→ WHAT THE TASK ASKS
Convert the records below into a two-column CSV with the header instruction,points, one row for each line beginning "Objective —" and the points listed under it. Put each field in quotes, replace line breaks with spaces, and leave the pictures out.

→ RECORDED INFORMATION

- - -

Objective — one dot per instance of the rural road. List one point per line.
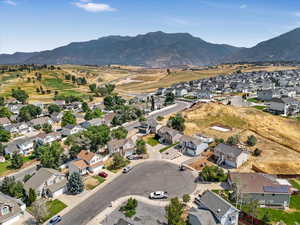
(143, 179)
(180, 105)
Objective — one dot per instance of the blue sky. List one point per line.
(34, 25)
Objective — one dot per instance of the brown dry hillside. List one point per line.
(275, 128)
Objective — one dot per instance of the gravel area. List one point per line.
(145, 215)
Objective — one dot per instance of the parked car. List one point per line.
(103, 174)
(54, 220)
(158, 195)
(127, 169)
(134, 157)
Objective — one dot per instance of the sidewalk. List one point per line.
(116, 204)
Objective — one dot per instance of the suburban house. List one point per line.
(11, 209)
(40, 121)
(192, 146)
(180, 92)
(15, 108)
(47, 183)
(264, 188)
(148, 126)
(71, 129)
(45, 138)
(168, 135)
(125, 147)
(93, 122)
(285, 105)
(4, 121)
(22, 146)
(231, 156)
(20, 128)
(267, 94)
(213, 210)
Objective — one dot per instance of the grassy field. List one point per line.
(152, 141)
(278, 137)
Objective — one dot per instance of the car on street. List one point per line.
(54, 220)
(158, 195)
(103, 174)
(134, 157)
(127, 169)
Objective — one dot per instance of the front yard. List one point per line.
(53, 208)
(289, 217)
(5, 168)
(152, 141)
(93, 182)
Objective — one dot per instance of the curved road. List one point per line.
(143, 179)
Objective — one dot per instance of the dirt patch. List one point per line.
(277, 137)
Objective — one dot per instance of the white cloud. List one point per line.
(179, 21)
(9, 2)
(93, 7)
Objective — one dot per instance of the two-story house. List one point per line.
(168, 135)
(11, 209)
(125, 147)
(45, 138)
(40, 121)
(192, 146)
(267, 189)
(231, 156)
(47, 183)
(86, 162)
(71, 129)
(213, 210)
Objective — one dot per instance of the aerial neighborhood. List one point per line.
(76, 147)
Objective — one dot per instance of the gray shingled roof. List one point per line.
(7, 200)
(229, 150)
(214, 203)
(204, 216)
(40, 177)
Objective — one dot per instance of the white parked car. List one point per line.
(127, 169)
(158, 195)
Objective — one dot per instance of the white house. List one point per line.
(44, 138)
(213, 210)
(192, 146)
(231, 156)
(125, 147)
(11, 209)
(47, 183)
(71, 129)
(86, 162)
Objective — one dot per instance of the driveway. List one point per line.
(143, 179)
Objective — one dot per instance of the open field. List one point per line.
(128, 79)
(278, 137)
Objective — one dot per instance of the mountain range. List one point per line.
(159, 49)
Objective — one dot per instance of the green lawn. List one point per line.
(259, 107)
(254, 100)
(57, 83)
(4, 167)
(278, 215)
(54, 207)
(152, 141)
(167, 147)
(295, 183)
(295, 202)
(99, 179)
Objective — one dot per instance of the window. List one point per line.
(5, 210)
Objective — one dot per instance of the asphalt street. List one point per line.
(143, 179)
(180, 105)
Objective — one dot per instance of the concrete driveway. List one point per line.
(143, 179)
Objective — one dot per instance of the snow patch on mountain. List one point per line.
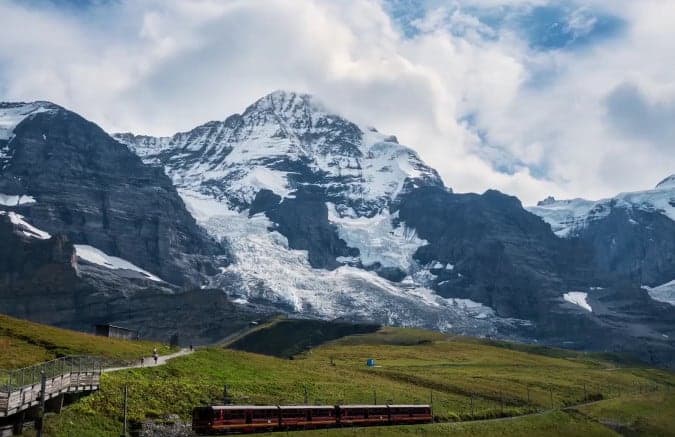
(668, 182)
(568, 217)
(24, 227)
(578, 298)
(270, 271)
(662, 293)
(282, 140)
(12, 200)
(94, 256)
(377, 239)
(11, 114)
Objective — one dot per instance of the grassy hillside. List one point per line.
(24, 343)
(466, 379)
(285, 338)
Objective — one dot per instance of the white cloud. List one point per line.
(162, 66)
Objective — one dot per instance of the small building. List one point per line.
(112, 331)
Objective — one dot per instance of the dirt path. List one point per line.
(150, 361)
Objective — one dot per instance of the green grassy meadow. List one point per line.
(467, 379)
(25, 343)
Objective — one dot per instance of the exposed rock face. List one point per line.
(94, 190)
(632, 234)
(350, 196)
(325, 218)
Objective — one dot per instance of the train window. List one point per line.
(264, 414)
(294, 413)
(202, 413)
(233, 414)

- - -

→ TASK RESULT
instruction,points
"Objective — one dot per instance of the rural road. List one point per line.","(143, 179) (180, 105)"
"Objective — one dot per instance of the blue sky. List one point per line.","(34, 25)"
"Objective — one dot per instance of the brown dry hillside. List one point per line.","(275, 128)"
"Objective — one dot per instance of the gravel area. List one point per line.","(145, 215)"
"Objective — one dot per instance of the parked car. List one point per line.","(103, 174) (54, 220) (158, 195) (127, 169) (134, 157)"
"Objective — one dot per instance of the sidewalk. List one point per line.","(116, 204)"
"Objective — one dot per instance of the suburban house. List one point per line.","(11, 209) (40, 121) (192, 146) (180, 92) (15, 108) (47, 183) (264, 188) (148, 126) (71, 129) (45, 138) (168, 135) (125, 147) (93, 122) (285, 105) (4, 121) (22, 146) (231, 156) (20, 128) (267, 94) (213, 210)"
"Objective — one dot per instance of the grassy field. List one point per line.","(152, 141) (278, 137)"
"Objective — one dot per instance of the car on street. List one point per line.","(54, 220) (158, 195) (103, 174) (134, 157) (127, 169)"
"Objective — one dot per instance of the front yard. List one point per line.","(53, 208) (289, 217) (5, 168) (152, 141) (93, 182)"
"Objective — one dot per instance of the curved road. List one point per line.","(143, 179)"
"Objective — one dot per instance of the dirt patch. List one point per line.","(277, 137)"
"Objective — one dot per instance of the white cloud. List one point per line.","(179, 21) (9, 2) (93, 7)"
"Objective — one dot per instance of the two-story house. List one point per line.","(168, 135) (11, 209) (125, 147) (45, 138) (40, 121) (192, 146) (267, 189) (231, 156) (47, 183) (86, 162) (71, 129) (213, 210)"
"Objective — one dot per instance of the aerial neighborhood. List one point per line.","(76, 147)"
"Objective — one dot per instance of the gray shingled roof. List one point per line.","(7, 200) (229, 150) (214, 203) (204, 216) (40, 177)"
"Objective — one dot per instance of the white parked car. List one point per line.","(127, 169) (158, 195)"
"Objective — one dot per instance of the white house. List one point per line.","(44, 138) (213, 210) (192, 146) (231, 156) (125, 147) (11, 209) (47, 183) (71, 129) (86, 162)"
"Objective — one dot per instance of the driveway. List one point per line.","(143, 179)"
"Objective — one dot per instance of the open field. List one point per line.","(128, 79) (278, 137)"
"Objective — one dot per instance of the mountain range. List one point per line.","(159, 49)"
"Objective — one dot per instance of the green lawn. List one point per line.","(259, 107) (254, 100) (57, 83) (4, 167) (278, 215) (54, 207) (152, 141) (167, 147) (295, 183) (295, 202) (99, 179)"
"Objective — one dot per instance of the window. List one point per line.","(5, 210)"
"Objective — one dot per instance of the asphalt street. List one point per line.","(143, 179) (180, 105)"
"Objective — one dot per instance of the concrete driveway. List one point per line.","(143, 179)"
"Objective — one dot per instance of the snow patch on mountain. List one point per line.","(668, 182) (568, 217) (24, 227) (578, 298) (270, 271) (662, 293) (282, 140) (12, 200) (94, 256) (377, 239) (11, 114)"
"Objective — one dot per instance of the grassy hillside. List one point per line.","(24, 343) (466, 379) (285, 338)"
"Objective — one dot per instance of the white cloud. List one point per line.","(162, 66)"
"Objective — one dot per instance of the small building. List one point per line.","(112, 331)"
"Objective — one dot per instance of the dirt path. List one point per line.","(150, 361)"
"Objective — one dot per instance of the green grassy meadow. List one point per line.","(467, 379) (25, 343)"
"Objective — one dot per instance of the exposed rock face. List one point per line.","(94, 190) (632, 234) (350, 196) (325, 218)"
"Objective — one dot per instance of the train window. List one point per line.","(264, 414) (294, 413) (202, 413) (233, 414)"